Extract all of the entries and give them again, word for word.
Top of Given data
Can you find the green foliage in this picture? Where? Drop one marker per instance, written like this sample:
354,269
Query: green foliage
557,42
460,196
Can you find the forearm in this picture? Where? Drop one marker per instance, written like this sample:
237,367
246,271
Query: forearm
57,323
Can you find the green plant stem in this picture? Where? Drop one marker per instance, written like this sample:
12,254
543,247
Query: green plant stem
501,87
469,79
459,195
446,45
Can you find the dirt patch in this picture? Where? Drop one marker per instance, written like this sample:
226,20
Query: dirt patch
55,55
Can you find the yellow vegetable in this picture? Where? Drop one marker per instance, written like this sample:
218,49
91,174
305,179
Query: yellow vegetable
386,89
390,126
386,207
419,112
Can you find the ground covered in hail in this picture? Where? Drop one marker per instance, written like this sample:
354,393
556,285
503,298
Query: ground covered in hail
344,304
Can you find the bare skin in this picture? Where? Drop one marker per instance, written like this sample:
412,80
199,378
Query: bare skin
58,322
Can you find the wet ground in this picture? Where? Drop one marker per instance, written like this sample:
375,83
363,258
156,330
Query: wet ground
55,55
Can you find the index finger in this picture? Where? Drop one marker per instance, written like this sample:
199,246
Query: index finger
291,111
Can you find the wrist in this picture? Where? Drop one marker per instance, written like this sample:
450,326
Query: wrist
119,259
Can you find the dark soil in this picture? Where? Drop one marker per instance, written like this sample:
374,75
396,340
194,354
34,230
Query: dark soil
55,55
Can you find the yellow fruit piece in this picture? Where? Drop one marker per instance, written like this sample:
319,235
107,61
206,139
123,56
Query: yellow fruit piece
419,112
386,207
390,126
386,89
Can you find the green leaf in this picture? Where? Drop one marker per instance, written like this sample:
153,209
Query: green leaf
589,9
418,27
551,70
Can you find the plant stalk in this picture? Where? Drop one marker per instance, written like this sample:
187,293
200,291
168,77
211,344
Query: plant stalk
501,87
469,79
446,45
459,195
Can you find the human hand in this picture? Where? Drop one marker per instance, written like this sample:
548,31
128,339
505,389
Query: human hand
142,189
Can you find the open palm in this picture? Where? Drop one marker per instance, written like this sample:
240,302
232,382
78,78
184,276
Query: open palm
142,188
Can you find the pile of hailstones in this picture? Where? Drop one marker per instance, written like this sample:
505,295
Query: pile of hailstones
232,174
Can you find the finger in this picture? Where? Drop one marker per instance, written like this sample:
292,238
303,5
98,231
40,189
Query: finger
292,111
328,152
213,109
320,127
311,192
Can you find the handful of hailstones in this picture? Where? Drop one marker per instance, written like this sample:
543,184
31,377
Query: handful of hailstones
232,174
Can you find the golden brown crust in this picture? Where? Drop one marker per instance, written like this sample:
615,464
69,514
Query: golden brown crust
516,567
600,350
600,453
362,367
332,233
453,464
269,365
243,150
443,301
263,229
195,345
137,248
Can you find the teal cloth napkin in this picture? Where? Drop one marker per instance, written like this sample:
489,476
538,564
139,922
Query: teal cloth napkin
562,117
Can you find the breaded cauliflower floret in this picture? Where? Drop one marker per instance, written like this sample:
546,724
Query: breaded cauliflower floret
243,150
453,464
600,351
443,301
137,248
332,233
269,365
Bottom of Given data
● Response area:
Can you find the green foliage in this picture? Where? Drop one marker per instance, written like this sample:
354,269
Query: green foliage
557,42
460,196
Can you find the forearm in this picture? Where? Drop one marker per instance, written like this sample:
237,367
246,271
Query: forearm
57,323
Can you find the green plant stem in this picture? Where? Drop one marker per instance, written like this sample:
12,254
543,247
Query: green plant stem
501,87
469,79
459,195
446,45
Can you find the dirt patch in this picture? Where? Drop one marker per instance, written like this sample:
226,20
Query: dirt patch
55,55
Can you find the yellow vegetable in this picture? Where? Drop one marker per instance, written like this sample:
218,49
91,174
305,179
Query: yellow vegetable
386,89
390,126
386,207
419,112
Can you find the ground covered in hail in this picture? Where? Drop one marker per instance, written like this sample:
354,393
556,285
503,298
Query: ground covered in hail
344,304
Can you find the bare skin in this picture? Where? Drop one marker per instance, written like this sample:
412,80
199,378
Query: bare skin
58,322
Can you find the wet ground in this picture? Where? Drop one marker per instance, written like this sample:
375,83
363,258
156,330
Query: wet ground
55,55
Can you find the index finger in this picture? Where? Drop one marker per instance, written like this sample:
199,246
Query: index finger
291,111
Can you find the wrist in this picture? Where? Drop one marker per instance, written like this sample:
450,326
Query: wrist
119,259
Can you find the dark soil in this picture? Where? Drop one marker per instance, written like this sample:
374,75
396,340
194,354
34,230
Query: dark soil
55,55
Can you find the yellow fruit piece in this picture? Where? Drop one marker per instance, written like this sample:
319,235
107,61
206,139
123,56
Query: yellow fruit piece
419,112
386,207
390,126
386,89
Can you find the green leaf in this picture? Where? Drop one marker per instance, written like this sample:
153,209
Query: green leaf
589,9
418,27
551,70
Can you find the plant stalk in this picture? Where? Drop one marker per instance, written like this sample:
187,293
200,291
168,77
211,344
Query: plant stalk
501,87
469,79
446,45
459,195
Can you find the human hand in this picture? Where? Drop one marker per instance, written like this sample:
548,31
128,339
505,389
Query: human hand
142,189
Can you find the open palm in this picture? Where? Drop one marker per instance, written like this sample:
240,302
232,382
78,78
184,276
Query: open palm
142,188
Can you find the pile of hailstones in this picture? Where? Drop one marker per instance, written like this sample:
505,295
Query: pile of hailstones
232,174
Can you find the finger in this picture? Where? Drop one marker per instance, written like this sample:
292,238
303,5
98,231
40,189
Query: finger
292,111
328,152
213,109
320,127
311,192
Can you find the handful of hailstones in this picture? Where? Drop one marker per instance, written like this sample:
543,184
31,377
Query: handful of hailstones
232,174
Can you find the golden brown crust in this picture? Where? Drop one marker per instance, written like this sample:
615,464
69,514
Query: golden brown crust
516,567
600,350
600,453
362,367
332,233
453,464
269,365
243,150
443,301
263,229
195,345
137,248
Can you find the teal cloth napkin in this picture? Where? Drop one marker per instance, written like this sample:
489,476
538,564
139,922
Query: teal cloth napkin
562,117
Can you find the breaded cauliflower floret in this picture? Where? Drop one marker per instance, written like this sample:
546,724
Query: breaded cauliflower floret
243,150
453,464
600,351
443,301
137,248
332,233
269,365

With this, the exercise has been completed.